**HOW TO COMPLETE THIS TASK:**
Copy every line below precisely as it appears.

Stored records
····················

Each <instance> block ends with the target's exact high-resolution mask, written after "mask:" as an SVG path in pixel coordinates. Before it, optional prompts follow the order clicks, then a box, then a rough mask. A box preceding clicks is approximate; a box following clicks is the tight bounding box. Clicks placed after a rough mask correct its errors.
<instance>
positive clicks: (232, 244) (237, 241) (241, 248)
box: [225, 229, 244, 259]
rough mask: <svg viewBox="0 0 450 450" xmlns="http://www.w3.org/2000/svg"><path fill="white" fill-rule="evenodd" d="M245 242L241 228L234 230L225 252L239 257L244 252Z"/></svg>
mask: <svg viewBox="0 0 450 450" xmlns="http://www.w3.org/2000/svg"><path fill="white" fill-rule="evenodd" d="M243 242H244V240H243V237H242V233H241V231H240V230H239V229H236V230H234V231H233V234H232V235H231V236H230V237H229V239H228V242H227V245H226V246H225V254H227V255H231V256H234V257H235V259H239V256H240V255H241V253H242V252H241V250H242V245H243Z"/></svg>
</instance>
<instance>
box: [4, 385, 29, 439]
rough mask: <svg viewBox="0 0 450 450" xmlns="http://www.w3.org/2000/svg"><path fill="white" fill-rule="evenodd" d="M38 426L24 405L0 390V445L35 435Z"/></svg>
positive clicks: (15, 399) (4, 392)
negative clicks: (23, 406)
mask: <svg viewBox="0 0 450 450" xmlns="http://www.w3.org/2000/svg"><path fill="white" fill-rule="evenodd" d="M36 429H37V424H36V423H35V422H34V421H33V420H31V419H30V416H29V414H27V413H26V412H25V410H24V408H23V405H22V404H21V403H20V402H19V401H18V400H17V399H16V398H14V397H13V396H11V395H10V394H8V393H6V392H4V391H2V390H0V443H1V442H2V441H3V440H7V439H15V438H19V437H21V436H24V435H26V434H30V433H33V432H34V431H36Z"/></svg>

····················

**EXERCISE SOLUTION:**
Each <instance> block ends with the target's exact high-resolution mask, written after "mask:" as an SVG path in pixel coordinates. Before it, optional prompts follow the order clicks, then a box, then a rough mask. A box preceding clicks is approximate; a box following clicks is the tight bounding box. Clicks placed after a rough mask correct its errors.
<instance>
positive clicks: (232, 244) (237, 241) (241, 248)
box: [225, 229, 244, 259]
rough mask: <svg viewBox="0 0 450 450" xmlns="http://www.w3.org/2000/svg"><path fill="white" fill-rule="evenodd" d="M245 242L241 228L234 230L225 252L239 257L244 252Z"/></svg>
mask: <svg viewBox="0 0 450 450" xmlns="http://www.w3.org/2000/svg"><path fill="white" fill-rule="evenodd" d="M243 242H244V240H243V237H242V233H241V231H240V230H239V229H236V230H234V231H233V234H232V235H231V236H230V237H229V239H228V242H227V245H226V246H225V254H227V255H231V256H234V257H235V259H239V256H240V255H241V253H242V252H241V250H242V245H243Z"/></svg>
</instance>
<instance>
box: [4, 385, 29, 439]
rough mask: <svg viewBox="0 0 450 450" xmlns="http://www.w3.org/2000/svg"><path fill="white" fill-rule="evenodd" d="M38 426L24 405L0 390V445L35 435Z"/></svg>
positive clicks: (15, 399) (4, 392)
negative clicks: (23, 406)
mask: <svg viewBox="0 0 450 450" xmlns="http://www.w3.org/2000/svg"><path fill="white" fill-rule="evenodd" d="M36 429H37V424H36V423H35V422H34V421H33V420H31V419H30V416H29V414H27V413H26V412H25V410H24V408H23V405H22V404H21V403H20V402H19V401H18V400H17V399H16V398H14V397H13V396H11V395H10V394H8V393H6V392H4V391H2V390H0V443H1V442H2V441H3V440H7V439H15V438H19V437H21V436H24V435H26V434H30V433H33V432H34V431H36Z"/></svg>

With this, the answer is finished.